Task directions: Return, unchanged, the lines of the listing from the line with "phrase -- round wooden board" up to and including the last line of the listing.

Start Dataset entries

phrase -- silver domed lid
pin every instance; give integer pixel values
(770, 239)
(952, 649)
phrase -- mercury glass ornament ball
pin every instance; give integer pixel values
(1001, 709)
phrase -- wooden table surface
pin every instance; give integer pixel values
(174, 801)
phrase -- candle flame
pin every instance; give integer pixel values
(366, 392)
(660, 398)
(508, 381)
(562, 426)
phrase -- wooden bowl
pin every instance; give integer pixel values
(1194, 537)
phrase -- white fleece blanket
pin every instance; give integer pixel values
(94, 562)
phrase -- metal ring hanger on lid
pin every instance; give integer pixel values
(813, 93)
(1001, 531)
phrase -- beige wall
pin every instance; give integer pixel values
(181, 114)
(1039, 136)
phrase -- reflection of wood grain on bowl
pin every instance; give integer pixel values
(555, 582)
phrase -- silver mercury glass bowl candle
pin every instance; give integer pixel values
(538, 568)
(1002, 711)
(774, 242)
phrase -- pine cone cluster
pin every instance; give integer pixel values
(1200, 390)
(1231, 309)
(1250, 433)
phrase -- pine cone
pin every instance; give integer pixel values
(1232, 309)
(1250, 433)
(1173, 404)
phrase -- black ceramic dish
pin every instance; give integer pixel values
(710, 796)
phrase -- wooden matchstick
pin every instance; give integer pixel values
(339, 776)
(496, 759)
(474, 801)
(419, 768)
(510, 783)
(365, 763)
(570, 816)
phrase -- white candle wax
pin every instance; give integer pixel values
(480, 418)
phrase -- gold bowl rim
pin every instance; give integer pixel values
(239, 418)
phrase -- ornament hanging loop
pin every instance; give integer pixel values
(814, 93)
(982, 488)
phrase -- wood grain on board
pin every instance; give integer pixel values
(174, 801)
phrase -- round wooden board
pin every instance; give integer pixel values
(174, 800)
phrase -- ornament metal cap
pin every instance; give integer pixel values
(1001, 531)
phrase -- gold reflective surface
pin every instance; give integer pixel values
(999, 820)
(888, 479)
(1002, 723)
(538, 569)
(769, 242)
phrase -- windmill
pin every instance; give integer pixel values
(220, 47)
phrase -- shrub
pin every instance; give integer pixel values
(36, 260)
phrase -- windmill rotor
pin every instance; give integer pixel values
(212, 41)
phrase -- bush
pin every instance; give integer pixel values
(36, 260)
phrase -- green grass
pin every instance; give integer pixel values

End Dataset entries

Correct result:
phrase -- round wooden board
pin every instance; give integer pixel values
(174, 800)
phrase -- ornament metal cap
pin every instance; give integer pixel values
(1001, 531)
phrase -- gold reflective surface
pin every instance; give integer pixel values
(999, 820)
(888, 479)
(1002, 723)
(538, 569)
(769, 242)
phrase -- windmill
pin every instance; give integer pixel values
(220, 47)
phrase -- shrub
pin every instance; give integer pixel values
(36, 260)
phrase -- windmill rotor
pin every instance; give integer pixel values
(212, 41)
phrase -- bush
pin every instance; give integer pixel values
(36, 260)
phrase -- green grass
pin every instance; give integer pixel values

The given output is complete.